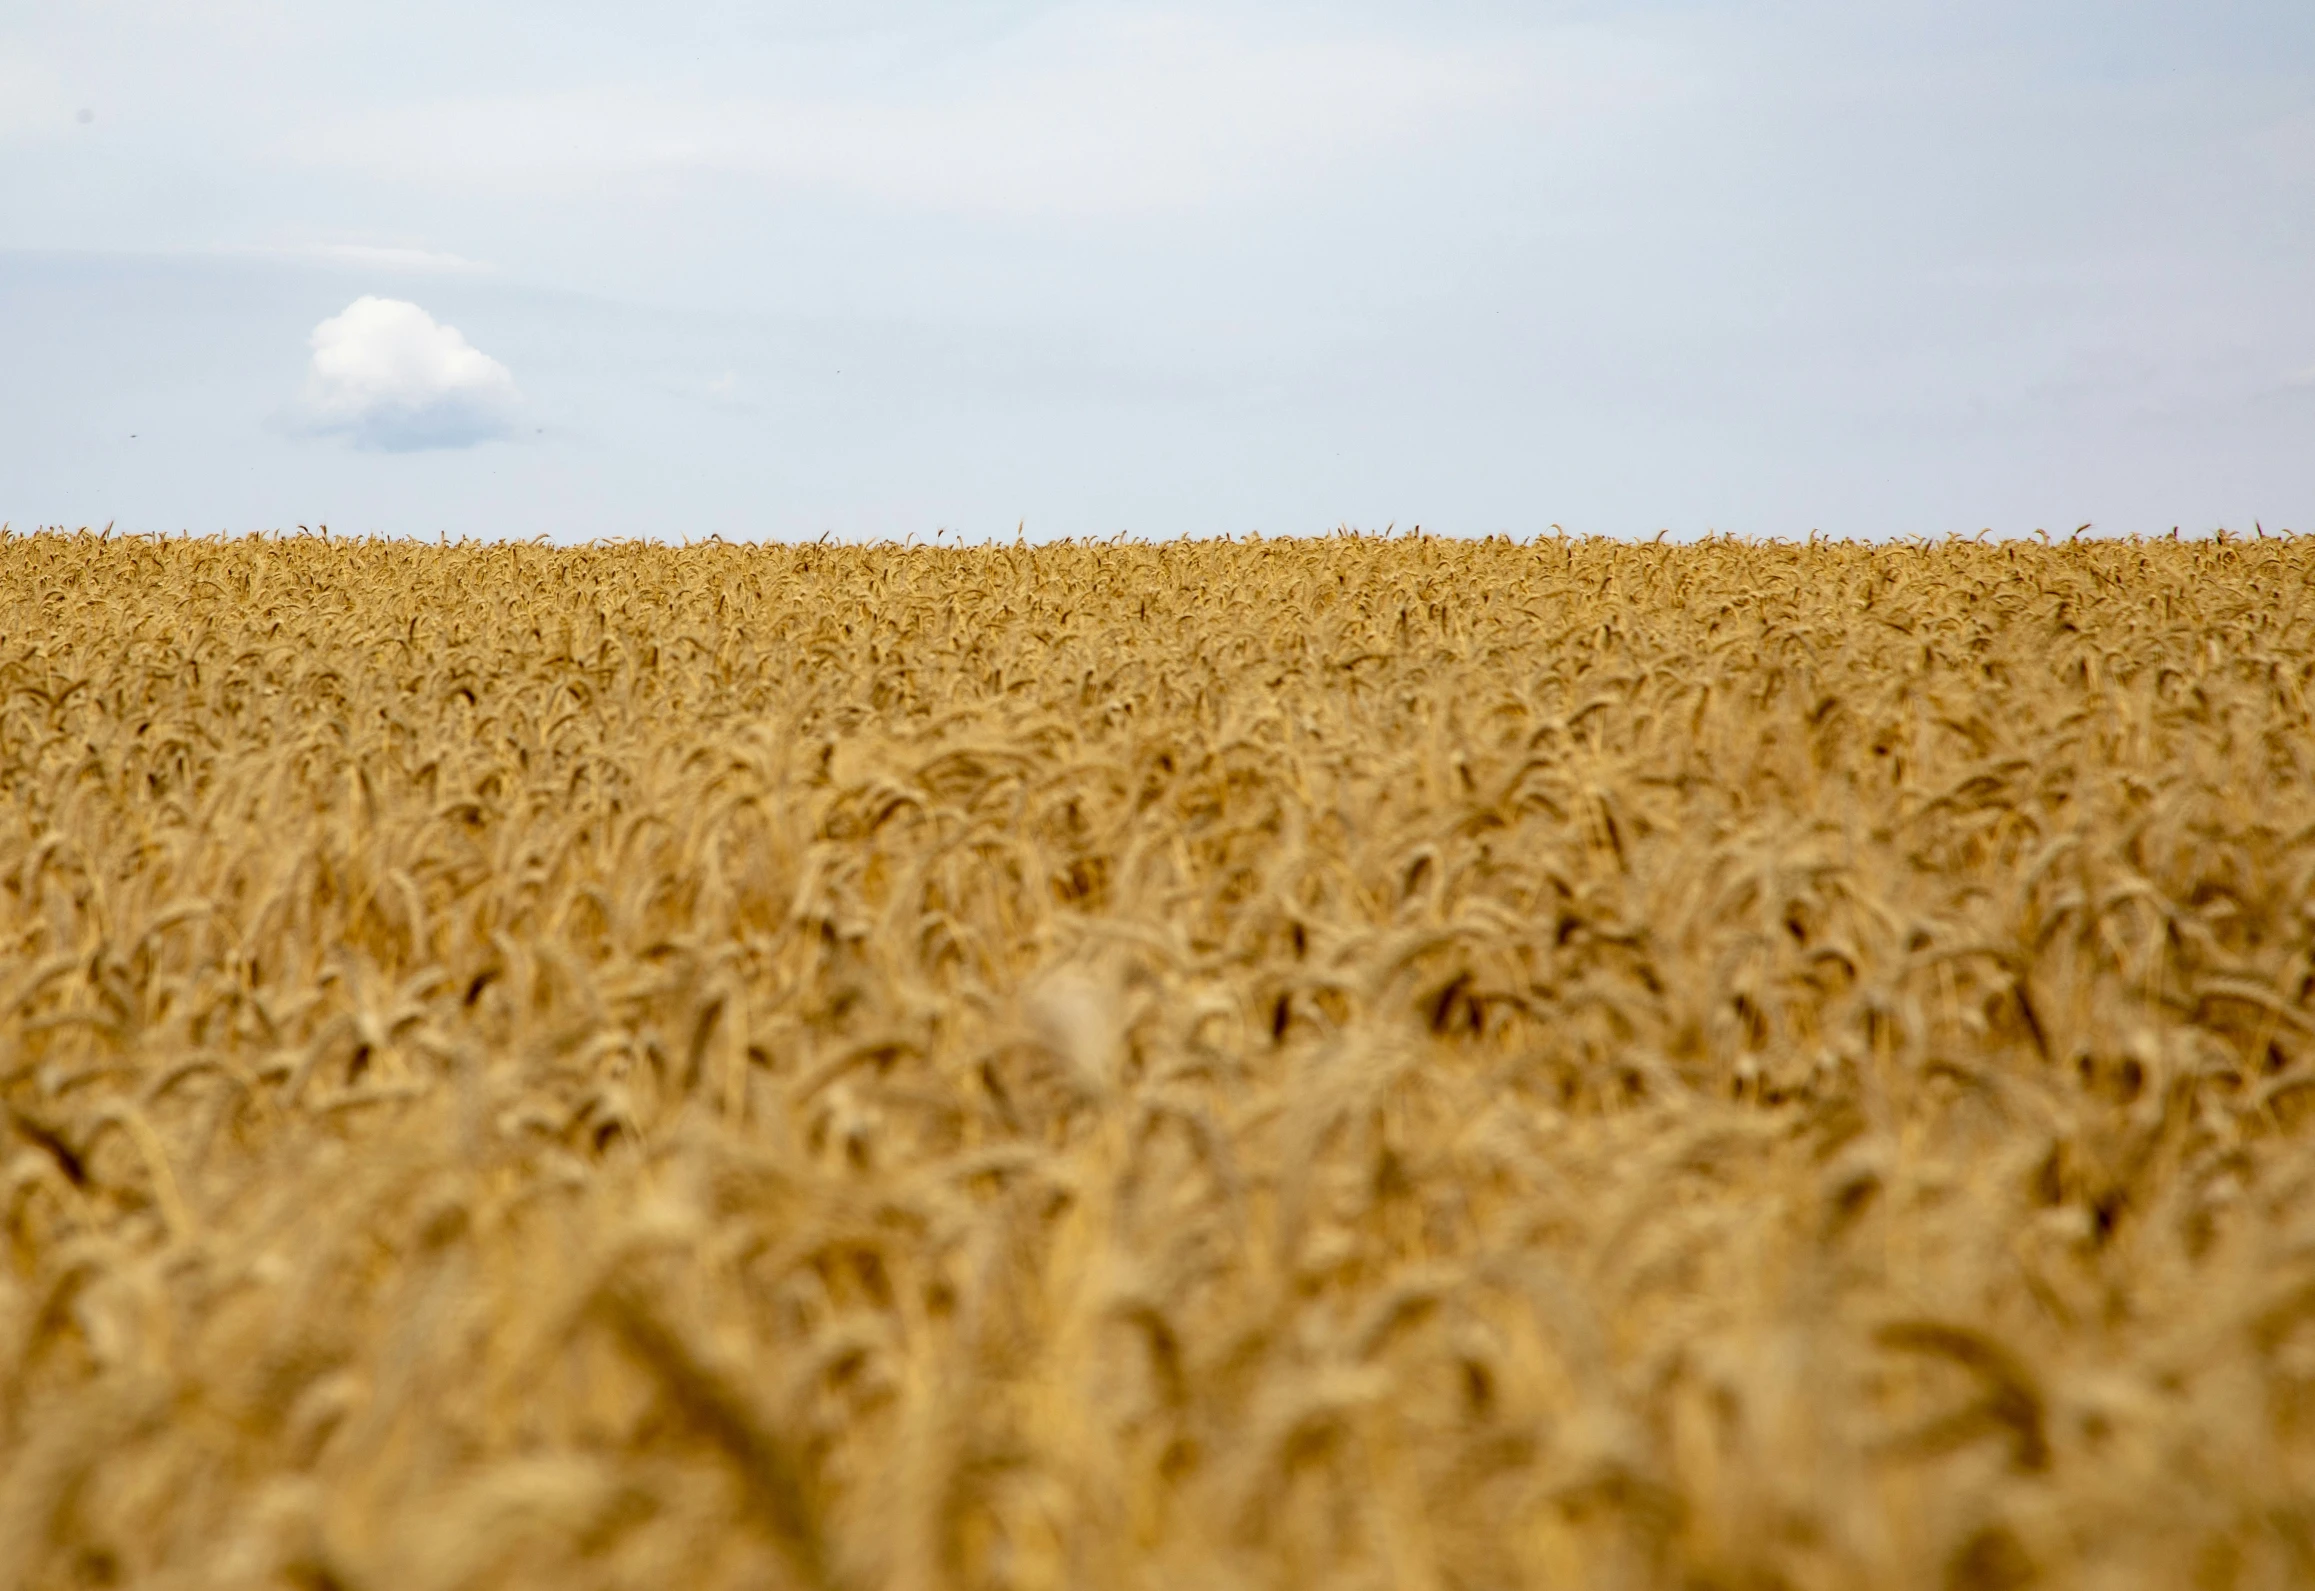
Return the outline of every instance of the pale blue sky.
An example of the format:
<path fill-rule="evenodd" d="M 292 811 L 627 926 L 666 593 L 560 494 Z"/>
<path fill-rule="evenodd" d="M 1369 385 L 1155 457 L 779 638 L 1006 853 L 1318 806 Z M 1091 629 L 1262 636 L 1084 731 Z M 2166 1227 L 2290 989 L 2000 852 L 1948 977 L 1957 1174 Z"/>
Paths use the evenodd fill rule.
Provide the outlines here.
<path fill-rule="evenodd" d="M 0 0 L 0 195 L 20 527 L 2315 529 L 2306 0 Z"/>

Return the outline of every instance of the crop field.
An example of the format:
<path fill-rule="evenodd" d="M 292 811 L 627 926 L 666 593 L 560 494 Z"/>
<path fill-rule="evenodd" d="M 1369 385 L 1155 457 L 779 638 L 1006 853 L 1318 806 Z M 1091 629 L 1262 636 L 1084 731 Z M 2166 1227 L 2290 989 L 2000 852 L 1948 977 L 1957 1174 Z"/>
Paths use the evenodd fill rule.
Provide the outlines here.
<path fill-rule="evenodd" d="M 0 1586 L 2315 1581 L 2315 550 L 0 538 Z"/>

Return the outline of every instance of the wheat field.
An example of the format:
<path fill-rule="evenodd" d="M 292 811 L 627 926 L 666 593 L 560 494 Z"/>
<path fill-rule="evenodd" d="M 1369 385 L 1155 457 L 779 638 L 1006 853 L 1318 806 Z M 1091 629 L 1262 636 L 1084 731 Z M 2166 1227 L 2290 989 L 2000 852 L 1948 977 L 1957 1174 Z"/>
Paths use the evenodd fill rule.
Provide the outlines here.
<path fill-rule="evenodd" d="M 0 1586 L 2315 1581 L 2311 597 L 0 538 Z"/>

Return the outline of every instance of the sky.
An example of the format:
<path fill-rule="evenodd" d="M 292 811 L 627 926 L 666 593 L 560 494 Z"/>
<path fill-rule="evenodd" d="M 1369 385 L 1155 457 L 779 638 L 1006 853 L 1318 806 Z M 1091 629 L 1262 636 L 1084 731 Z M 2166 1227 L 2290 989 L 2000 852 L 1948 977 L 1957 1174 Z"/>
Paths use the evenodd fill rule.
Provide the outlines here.
<path fill-rule="evenodd" d="M 0 0 L 0 521 L 2315 530 L 2306 0 Z"/>

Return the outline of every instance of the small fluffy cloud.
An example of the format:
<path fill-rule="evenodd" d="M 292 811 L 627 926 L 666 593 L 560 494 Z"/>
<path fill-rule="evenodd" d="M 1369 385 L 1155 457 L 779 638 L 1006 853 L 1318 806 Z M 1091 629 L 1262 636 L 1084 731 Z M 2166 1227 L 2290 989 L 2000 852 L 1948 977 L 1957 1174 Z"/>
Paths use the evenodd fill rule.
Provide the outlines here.
<path fill-rule="evenodd" d="M 514 374 L 416 304 L 363 297 L 313 329 L 308 429 L 388 453 L 472 447 L 514 429 Z"/>

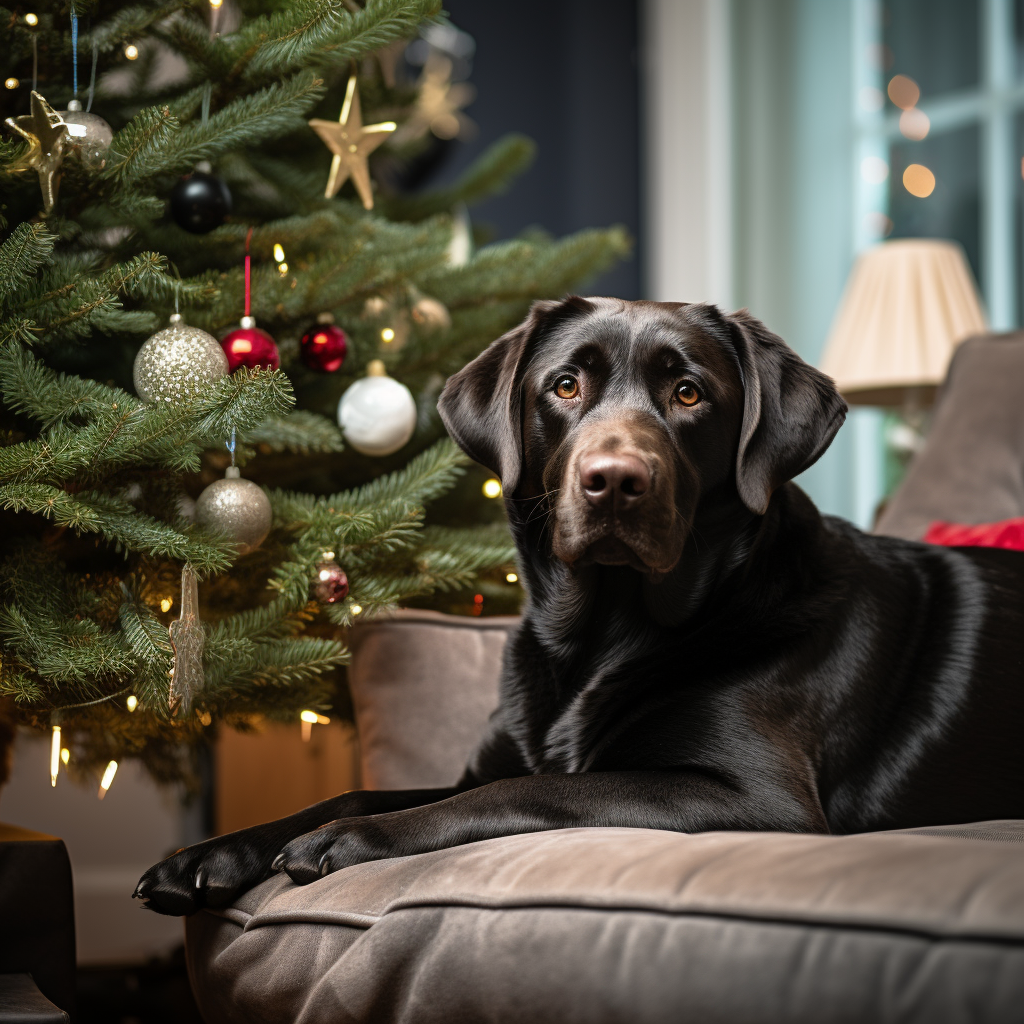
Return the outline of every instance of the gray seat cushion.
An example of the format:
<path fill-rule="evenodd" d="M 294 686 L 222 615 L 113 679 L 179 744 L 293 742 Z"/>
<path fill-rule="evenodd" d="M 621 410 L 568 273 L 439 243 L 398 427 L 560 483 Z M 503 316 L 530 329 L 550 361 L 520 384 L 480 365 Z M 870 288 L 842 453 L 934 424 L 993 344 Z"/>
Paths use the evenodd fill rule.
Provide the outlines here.
<path fill-rule="evenodd" d="M 1022 837 L 511 836 L 275 876 L 189 969 L 207 1024 L 1021 1021 Z"/>
<path fill-rule="evenodd" d="M 350 630 L 364 789 L 459 781 L 498 705 L 501 656 L 518 623 L 406 609 Z"/>

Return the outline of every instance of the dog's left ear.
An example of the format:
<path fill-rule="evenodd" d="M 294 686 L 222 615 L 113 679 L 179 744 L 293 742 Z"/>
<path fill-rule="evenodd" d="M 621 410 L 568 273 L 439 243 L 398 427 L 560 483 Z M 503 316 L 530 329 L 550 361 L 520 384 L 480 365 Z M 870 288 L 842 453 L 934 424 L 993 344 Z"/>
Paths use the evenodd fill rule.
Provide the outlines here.
<path fill-rule="evenodd" d="M 500 477 L 506 495 L 515 491 L 523 468 L 520 367 L 545 329 L 590 308 L 578 296 L 535 302 L 518 327 L 449 377 L 441 392 L 437 411 L 448 433 L 474 462 Z"/>
<path fill-rule="evenodd" d="M 743 373 L 736 487 L 758 515 L 780 484 L 813 466 L 846 419 L 831 377 L 805 363 L 746 310 L 726 316 Z"/>

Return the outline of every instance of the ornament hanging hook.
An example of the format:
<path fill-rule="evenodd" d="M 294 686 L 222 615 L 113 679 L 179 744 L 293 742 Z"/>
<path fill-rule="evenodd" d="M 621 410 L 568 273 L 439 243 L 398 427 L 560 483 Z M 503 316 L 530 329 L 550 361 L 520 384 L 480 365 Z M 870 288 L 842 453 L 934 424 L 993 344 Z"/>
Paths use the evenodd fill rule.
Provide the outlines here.
<path fill-rule="evenodd" d="M 174 312 L 180 313 L 181 310 L 178 306 L 181 300 L 181 271 L 178 270 L 178 264 L 173 260 L 168 260 L 167 265 L 174 271 L 174 280 L 171 281 L 171 291 L 174 293 Z"/>
<path fill-rule="evenodd" d="M 203 104 L 201 108 L 201 118 L 203 127 L 206 127 L 206 123 L 210 120 L 210 99 L 213 96 L 213 85 L 210 80 L 207 79 L 203 83 Z"/>
<path fill-rule="evenodd" d="M 92 110 L 92 98 L 96 95 L 96 60 L 99 57 L 100 44 L 94 39 L 92 42 L 92 71 L 89 74 L 89 102 L 85 105 L 85 112 Z"/>
<path fill-rule="evenodd" d="M 78 13 L 71 5 L 71 82 L 75 98 L 78 98 Z"/>
<path fill-rule="evenodd" d="M 251 258 L 249 256 L 249 245 L 252 242 L 252 225 L 249 225 L 248 234 L 245 236 L 245 315 L 249 316 L 249 280 L 251 269 Z"/>
<path fill-rule="evenodd" d="M 231 465 L 233 466 L 235 464 L 235 447 L 236 447 L 236 444 L 235 444 L 235 428 L 234 427 L 231 428 L 231 440 L 230 441 L 225 441 L 224 442 L 224 447 L 227 448 L 227 450 L 229 452 L 231 452 Z"/>

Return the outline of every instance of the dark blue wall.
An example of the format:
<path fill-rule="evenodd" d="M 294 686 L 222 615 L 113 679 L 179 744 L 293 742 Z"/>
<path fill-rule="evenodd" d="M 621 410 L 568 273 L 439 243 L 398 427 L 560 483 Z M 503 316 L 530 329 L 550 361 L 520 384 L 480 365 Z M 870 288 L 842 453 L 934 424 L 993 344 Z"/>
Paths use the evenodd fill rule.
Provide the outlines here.
<path fill-rule="evenodd" d="M 623 224 L 639 240 L 640 117 L 636 0 L 446 0 L 477 44 L 467 114 L 479 126 L 439 180 L 455 177 L 506 132 L 529 135 L 537 161 L 473 218 L 499 238 L 530 225 L 556 235 Z M 636 255 L 592 291 L 640 297 Z"/>

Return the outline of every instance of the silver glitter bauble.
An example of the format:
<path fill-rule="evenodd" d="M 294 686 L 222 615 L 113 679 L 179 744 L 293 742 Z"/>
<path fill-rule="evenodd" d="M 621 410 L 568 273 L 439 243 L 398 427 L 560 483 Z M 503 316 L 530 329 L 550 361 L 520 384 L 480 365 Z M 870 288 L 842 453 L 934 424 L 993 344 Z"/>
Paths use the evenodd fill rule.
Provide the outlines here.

════════

## YOUR TASK
Only lines containing the word "blue" should appear in the answer, and every such line from the records above must be there.

## REPLY
Return the outline of every instance of the pale blue sky.
Return the outline of every instance of the dark blue wall.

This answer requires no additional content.